The First Violin Sonata is also in CD 10 (review) played by Renaud Capuçon and Bertrand Chamayou and this is, I think, the most recent of the discs to be included in the box, recorded in July 2020. The Second Sonata however is played by Olivier Charlier and Jean Hubeau which was issued on Warner’s Apex line around 17 years ago (review). This duo also plays the small pieces that are housed in CD 11, which were also included in the Apex release. Warner has decided not to include Renaud Capuçon and Bertrand Chamayou’s recording of the First Cello Sonata, which was included alongside the First Violin Sonata very recently. Instead, we have Roland Pidoux and Jean Hubeau in a 1991 recording, as we do in the Second Sonata.

That latter recording comes in CD 12 a raft of first-class chamber players performing sonatas including Sabine Meyer and Oleg Maisenberg in the Clarinet Sonata (review). CD 13 includes the Piano Trio No 1 in a recording by Yan and Paul Tortelier and Maria de la Pau made in 1978 (review as part of EMI’s big 20-CD Tortelier box) and the very recent Piano Trio No 2 (Renaud Capuçon, Edgar Moreau, Bertrand Chamayou – see review). The String Quartets, played by the Viotti Quartet, were also contained in the Apex release (review)

[Dataset excerpt]
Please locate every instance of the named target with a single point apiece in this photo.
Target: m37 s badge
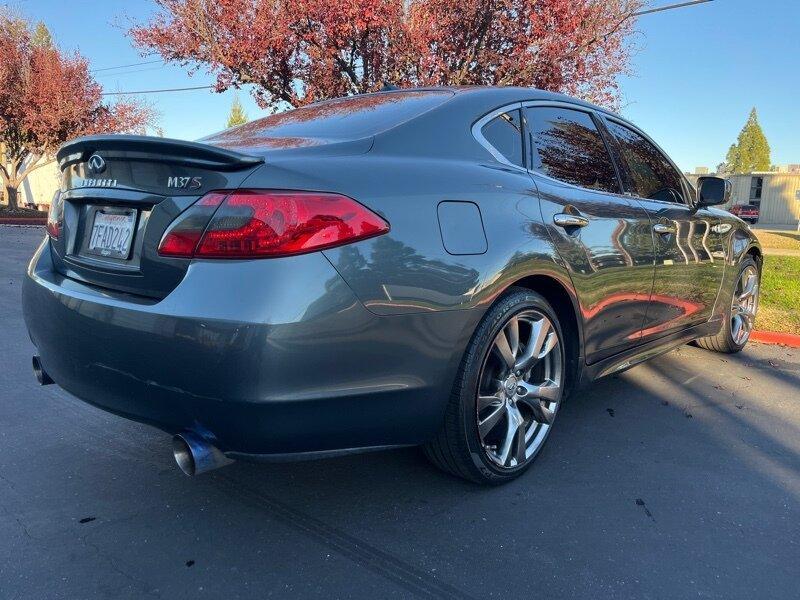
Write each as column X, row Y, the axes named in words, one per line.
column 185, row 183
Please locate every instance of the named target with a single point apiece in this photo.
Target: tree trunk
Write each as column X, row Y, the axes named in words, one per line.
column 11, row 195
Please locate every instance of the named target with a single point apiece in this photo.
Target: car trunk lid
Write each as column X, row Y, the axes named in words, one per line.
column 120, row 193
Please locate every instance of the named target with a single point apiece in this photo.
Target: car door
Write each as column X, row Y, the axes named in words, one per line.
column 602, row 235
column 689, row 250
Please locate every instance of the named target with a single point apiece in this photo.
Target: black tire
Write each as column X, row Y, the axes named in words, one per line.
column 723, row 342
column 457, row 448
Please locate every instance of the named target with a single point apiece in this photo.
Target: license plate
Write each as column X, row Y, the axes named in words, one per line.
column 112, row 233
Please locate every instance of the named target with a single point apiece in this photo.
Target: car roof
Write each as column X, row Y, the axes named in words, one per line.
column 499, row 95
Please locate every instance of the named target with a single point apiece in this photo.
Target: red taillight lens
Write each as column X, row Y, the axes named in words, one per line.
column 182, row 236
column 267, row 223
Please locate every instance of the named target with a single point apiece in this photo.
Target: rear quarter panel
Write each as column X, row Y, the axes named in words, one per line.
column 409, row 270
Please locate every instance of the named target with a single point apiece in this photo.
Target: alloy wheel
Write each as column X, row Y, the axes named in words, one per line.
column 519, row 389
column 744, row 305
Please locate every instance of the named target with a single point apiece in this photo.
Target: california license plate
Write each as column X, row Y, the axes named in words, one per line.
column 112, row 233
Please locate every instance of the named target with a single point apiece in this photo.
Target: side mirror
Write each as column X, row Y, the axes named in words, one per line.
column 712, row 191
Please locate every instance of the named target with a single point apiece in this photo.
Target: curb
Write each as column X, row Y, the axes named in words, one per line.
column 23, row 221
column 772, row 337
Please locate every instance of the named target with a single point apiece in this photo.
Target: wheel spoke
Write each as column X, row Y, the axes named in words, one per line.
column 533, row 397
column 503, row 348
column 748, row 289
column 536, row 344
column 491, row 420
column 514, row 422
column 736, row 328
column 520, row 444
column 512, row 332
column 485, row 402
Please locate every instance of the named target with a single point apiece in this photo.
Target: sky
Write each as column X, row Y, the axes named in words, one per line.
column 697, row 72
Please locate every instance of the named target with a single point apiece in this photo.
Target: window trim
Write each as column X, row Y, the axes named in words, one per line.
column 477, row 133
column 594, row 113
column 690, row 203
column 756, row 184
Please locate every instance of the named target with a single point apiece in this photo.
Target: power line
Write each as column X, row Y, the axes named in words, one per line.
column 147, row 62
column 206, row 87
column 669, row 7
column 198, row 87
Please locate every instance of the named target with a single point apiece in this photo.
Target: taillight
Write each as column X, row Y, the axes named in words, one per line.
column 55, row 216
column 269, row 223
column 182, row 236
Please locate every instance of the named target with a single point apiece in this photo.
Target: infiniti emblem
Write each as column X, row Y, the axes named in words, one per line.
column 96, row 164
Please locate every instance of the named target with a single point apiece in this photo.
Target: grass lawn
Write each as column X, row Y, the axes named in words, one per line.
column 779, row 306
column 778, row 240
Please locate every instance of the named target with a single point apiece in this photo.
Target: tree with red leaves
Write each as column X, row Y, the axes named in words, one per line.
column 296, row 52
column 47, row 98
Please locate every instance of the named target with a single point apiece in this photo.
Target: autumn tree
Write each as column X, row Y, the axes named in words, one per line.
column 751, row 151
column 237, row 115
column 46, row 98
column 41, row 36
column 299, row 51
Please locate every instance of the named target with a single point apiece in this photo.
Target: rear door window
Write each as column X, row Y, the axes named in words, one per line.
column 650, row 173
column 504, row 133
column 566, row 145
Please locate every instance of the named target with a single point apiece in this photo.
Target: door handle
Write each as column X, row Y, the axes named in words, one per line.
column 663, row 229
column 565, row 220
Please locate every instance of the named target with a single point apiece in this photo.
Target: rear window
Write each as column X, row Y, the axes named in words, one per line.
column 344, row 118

» WHAT IS ASKED
- A) Count how many lines of the records contain the string "rear", and reply with only that number.
- B) Pick up the passage about the chamber music recordings where it stops, and continue writing it.

» RESPONSES
- A) 3

- B)
Disc 15 includes two recordings that may have escaped your notice. The first is the Piano Quartet, Op 41 played by the Kandinsky Quartet – pianist Claire Désert, violinist Philippe Aïche, violist Nicolas Bône and cellist Nadine Pierre. This was recorded in 1993. The Piano Quintet, Op 14 is a much older recording made in Salle Wagram in 1970 by the Groupe instrumentale de Paris, whose violist was Bruno Pasquier and pianist Jean Laforge. The recording is clear if just a touch too crisp but has a beautifully phrased slow movement, in particular. These two works are overlooked gems of his chamber music though I should note a one second skip at 1:57 into track 8, the finale of the Piano Quintet.

On CD 16 there is a newly remastered track, the Fantaisie for harp played by Marielle Nordmann at IRCAM in 2017. I don’t think it’s been issued before. François-René Duchâble’s magnificently accomplished 1979 recordings of the Opp 52 and 111 sets of Études have been newly remastered by Studio Art & Son, Annecy though the accompanying 1971 set of Études, Op 135 for the left hand, played by Aldo Ciccolini in 1971, has not been so fortunate.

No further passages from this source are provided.